Text passage>
+--

NH: There was literate
fan journalism about football and I felt that Fever Pitch reflected that
culture. When I was talking to publishers and agents about it they told
me no chance, trying to sell a football book. I think the view at the
time was that as fans didn't even buy the hopeless, ghosted, football
autobiographies, they couldn't understand what chance they would have
with another sort of book. But I think they were looking at things the
wrong way round. There was a market and an appetite for a better book
about football, but there was still resistance within publishing.

P: What were your hopes or
ambitions for Fever Pitch as you wrote it?
NH: I hoped it would
chime with people who followed a team seriously. I suspect that anyone
who writes a book has two levels of ambition - the modest and the grandiose.
I saw no reason why the book shouldn't appeal to lots of people, of different
ages and genders and class. But of course you never seriously think that
they're actually going to buy it!

P: In the book you do talk
a bit about how football has been a kind of glue with people. Tell us
something about your teaching experience and the way you related to the
kids through popular culture.

+--

Material provided>

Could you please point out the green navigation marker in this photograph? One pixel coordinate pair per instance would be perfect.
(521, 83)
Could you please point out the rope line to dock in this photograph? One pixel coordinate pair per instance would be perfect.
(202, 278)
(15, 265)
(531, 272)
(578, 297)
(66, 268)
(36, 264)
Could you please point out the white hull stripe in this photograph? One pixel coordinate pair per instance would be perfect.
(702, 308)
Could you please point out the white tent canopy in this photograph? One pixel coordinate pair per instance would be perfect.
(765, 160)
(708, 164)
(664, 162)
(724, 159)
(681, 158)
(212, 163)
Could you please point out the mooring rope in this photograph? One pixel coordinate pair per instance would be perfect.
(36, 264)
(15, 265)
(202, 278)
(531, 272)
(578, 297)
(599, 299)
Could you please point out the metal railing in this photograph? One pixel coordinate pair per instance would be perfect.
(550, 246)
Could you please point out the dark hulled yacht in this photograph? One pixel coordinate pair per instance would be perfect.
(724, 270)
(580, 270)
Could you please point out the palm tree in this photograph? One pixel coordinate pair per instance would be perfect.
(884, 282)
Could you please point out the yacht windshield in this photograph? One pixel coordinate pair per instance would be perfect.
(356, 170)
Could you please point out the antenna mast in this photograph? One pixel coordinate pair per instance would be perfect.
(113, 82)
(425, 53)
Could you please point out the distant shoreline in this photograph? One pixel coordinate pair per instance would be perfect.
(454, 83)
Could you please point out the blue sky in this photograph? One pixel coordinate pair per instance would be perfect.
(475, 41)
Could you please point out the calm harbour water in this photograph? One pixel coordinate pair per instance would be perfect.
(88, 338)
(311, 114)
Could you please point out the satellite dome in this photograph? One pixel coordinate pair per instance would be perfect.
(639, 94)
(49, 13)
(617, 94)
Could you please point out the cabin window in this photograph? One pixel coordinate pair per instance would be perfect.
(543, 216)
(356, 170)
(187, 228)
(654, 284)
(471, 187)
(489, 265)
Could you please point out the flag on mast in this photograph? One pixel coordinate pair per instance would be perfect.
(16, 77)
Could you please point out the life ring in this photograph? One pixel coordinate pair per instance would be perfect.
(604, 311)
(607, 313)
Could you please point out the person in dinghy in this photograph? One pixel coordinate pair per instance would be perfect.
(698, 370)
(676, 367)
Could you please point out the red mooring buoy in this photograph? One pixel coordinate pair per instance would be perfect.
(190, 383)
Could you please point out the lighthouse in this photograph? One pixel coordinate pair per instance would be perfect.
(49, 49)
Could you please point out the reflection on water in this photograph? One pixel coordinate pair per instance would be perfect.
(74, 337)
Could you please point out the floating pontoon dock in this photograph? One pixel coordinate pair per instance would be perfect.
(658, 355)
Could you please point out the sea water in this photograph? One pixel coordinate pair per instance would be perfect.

+--

Problems to solve>
1. Please output the listing lines word for word, starting with the line that contains "Could you please point out the reflection" and going on through the last line of the listing.
2. Pick up the Fever Pitch interview after its final line and carry it on.
The listing has no connection to the Fever Pitch interview.

Results of the tasks>
1.
Could you please point out the reflection on water in this photograph? One pixel coordinate pair per instance would be perfect.
(74, 337)
Could you please point out the floating pontoon dock in this photograph? One pixel coordinate pair per instance would be perfect.
(658, 355)
Could you please point out the sea water in this photograph? One pixel coordinate pair per instance would be perfect.

2.
NH: I have always
listened to a lot of pop music and I have always watched football, so
you think, how hard can this be? But of course kids just presume that
you know nothing about what they're interested in, and even if you do
know something you start to feel kind of phoney. I can remember when I
was on teaching practice, saying to this kid "I'm an Arsenal fan", and
he just looked at me with complete contempt, as if my job automatically
ruled me out from being able to go.

P: I suppose kids do want to
feel that there is territory that is theirs, and they just don't want
adults coming into it.
NH: There was a clear
generation gap between me and my parents, and really in the last twenty
or thirty years there are two or three generations that have grown up
completely within popular culture. So you're listening to the same stuff
as your kids, which I think must be quite uncomfortable for them.

P: There
are quite a lot of class issues in Fever Pitch that are both buried but
also rather explicitly dealt with.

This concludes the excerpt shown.